Stored data entries:
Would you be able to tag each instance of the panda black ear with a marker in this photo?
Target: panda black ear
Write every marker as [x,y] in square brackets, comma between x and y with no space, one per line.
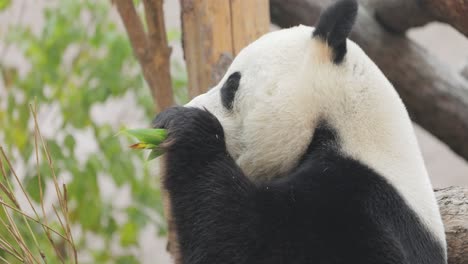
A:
[334,26]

Task brief: From the line containing "Target: panda black ear" to the final line above, both included, transcribe every line exactly and leave all pictures out.

Task output:
Target: panda black ear
Write every marker as [x,y] in square brackets, comma between x and y with no space, one per line.
A:
[334,26]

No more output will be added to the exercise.